**QUESTIONS**
1. Decide whether each statement below agrees with the Cleveland volcano notice, and answer yes or no for each, quoting the words from the notice that settle it. (a) The notice raises the Aviation Color Code to ORANGE. (b) Mount Cleveland has a real-time seismic monitoring network. (c) Cleveland volcano forms the western half of Chuginadak Island.
2. Extend the Cleveland volcano notice, picking up right after its last line.

Volcano: Cleveland (CAVW #1101-24-)

Current Volcano Alert Level: ADVISORY
Previous Volcano Alert Level: WATCH

Current Aviation Color Code: YELLOW
Previous Aviation Color Code: ORANGE

Issued: Wednesday, November 21, 2012, 7:50 AM AKST (20121121/1650Z)
Source: Alaska Volcano Observatory
Notice Number: 2012/A13
Location: N 52 deg 49 min W 169 deg 56 min
Elevation: 5676 ft (1730 m)
Area: Aleutians Alaska

Volcanic Activity Summary: No further explosions have been detected at Cleveland since November 10, 2012. There is no evidence of renewed lava-dome growth since that time. Therefore, AVO is lowering the Aviation Color Code to YELLOW and the Volcano Alert Level to ADVISORY.

Further sudden explosions of blocks and ash remain possible with little or no warning. Ash clouds, if produced, could exceed 20,000 feet above sea level. If a large ash-producing event occurs, nearby seismic, infrasound, or volcanic lightning networks should alert AVO staff quickly. However, for some events, a delay of several hours is possible. There is no real-time seismic monitoring network on Mount Cleveland and AVO is unable to track activity in real time.

Recent Observations:
[Volcanic cloud height] Unknown
[Other volcanic cloud information] Unknown

Remarks:
Cleveland volcano forms the western half of Chuginadak Island, a remote and uninhabited island in the east central Aleutians. It is located about 75 km (45 mi.) west of the community of Nikolski, and 1500 km (940 mi.) southwest of Anchorage. The volcano's most recent significant eruption began in February, 2001 and it produced 3 explosive events that produced ash clouds as high as 12 km (39,000 ft) above sea level. The 2001 eruption also produced a rubbly lava flow and hot avalanche that reached the sea. The most recent minor ash emissions were observed in December 2011.

Contacts: John Power, Scientist-in-Charge, USGS
jpower@usgs.gov (907) 786-7497

Jeff Freymueller, Coordinating Scientist, UAFGI
jeff.freymueller@gi.alaska.edu (907) 378-7556

Next Notice: A new VAN will be issued if conditions change significantly or alert levels are modified. While a VAN is in effect, regularly scheduled updates are posted at
http://www.avo.alaska.edu

The Alaska Volcano Observatory is a cooperative program of the U.S. Geological Survey, the University of Alaska Fairbanks Geophysical Institute, and the Alaska Division of Geological and Geophysical Surveys.
(1) VOLCANO OBSERVATORY NOTICE FOR AVIATION (VONA)
(2) Issued:(20121121/1650Z)
(3) Volcano:Cleveland (CAVW# 1101-24-)
(4) Current Color Code:YELLOW
(5) Previous Color Code:orange
(6) Source:Alaska Volcano Observatory
(7) Notice Number:2012/A13
(8) Volcano Location:N 52 deg 49 min W 169 deg 56 min
(9) Area:Aleutians Alaska
(10) Summit Elevation:5676 ft (1730 m)

(Point-per-instance localization data)
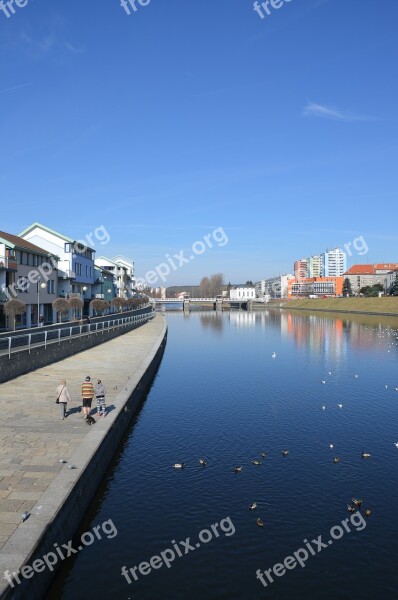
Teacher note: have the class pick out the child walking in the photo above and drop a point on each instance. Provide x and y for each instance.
(63, 398)
(100, 392)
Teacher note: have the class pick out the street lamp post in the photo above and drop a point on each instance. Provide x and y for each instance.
(84, 288)
(41, 285)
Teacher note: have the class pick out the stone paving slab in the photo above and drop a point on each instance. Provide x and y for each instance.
(33, 438)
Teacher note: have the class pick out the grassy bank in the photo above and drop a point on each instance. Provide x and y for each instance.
(387, 305)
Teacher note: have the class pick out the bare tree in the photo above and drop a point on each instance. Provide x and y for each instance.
(14, 307)
(99, 305)
(118, 303)
(61, 305)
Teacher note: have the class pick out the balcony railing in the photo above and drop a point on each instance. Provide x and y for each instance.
(8, 263)
(66, 274)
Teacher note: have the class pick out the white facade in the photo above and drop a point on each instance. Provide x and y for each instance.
(275, 287)
(314, 266)
(76, 261)
(333, 263)
(242, 294)
(126, 263)
(123, 273)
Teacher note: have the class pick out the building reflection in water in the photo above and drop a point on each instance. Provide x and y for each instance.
(332, 335)
(213, 320)
(242, 318)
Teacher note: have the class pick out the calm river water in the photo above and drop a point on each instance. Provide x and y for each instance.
(220, 395)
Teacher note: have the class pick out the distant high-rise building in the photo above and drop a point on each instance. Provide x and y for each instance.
(333, 263)
(300, 268)
(314, 266)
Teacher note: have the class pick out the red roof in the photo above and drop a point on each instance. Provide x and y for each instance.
(361, 270)
(386, 266)
(21, 243)
(371, 269)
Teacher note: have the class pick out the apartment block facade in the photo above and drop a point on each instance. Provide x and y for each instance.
(76, 275)
(29, 273)
(333, 263)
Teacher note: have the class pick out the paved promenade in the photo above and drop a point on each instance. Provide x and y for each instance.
(33, 438)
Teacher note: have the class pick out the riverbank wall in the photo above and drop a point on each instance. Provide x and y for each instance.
(132, 360)
(75, 339)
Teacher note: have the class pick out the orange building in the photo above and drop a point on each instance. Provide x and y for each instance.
(315, 286)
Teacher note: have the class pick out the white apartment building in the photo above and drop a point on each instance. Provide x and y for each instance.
(29, 273)
(333, 263)
(76, 275)
(242, 294)
(274, 287)
(314, 266)
(123, 273)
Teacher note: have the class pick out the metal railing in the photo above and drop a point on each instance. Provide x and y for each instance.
(19, 343)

**YOUR WRITTEN ANSWERS**
1.
(a) No: "AVO is lowering the Aviation Color Code to YELLOW and the Volcano Alert Level to ADVISORY."
(b) No: "There is no real-time seismic monitoring network on Mount Cleveland"
(c) Yes: "Cleveland volcano forms the western half of Chuginadak Island"

2.
(11) Volcanic Activity Summary:No further explosions have been detected at Cleveland since November 10, 2012. There is no evidence of renewed lava-dome growth since that time. Therefore, AVO is lowering the Aviation Color Code to YELLOW and the Volcano Alert Level to ADVISORY.

Further sudden explosions of blocks and ash remain possible with little or no warning. Ash clouds, if produced, could exceed 20,000 feet above sea level. If a large ash-producing event occurs, nearby seismic, infrasound, or volcanic lightning networks should alert AVO staff quickly. However, for some events, a delay of several hours is possible. There is no real-time seismic monitoring network on Mount Cleveland and AVO is unable to track activity in real time.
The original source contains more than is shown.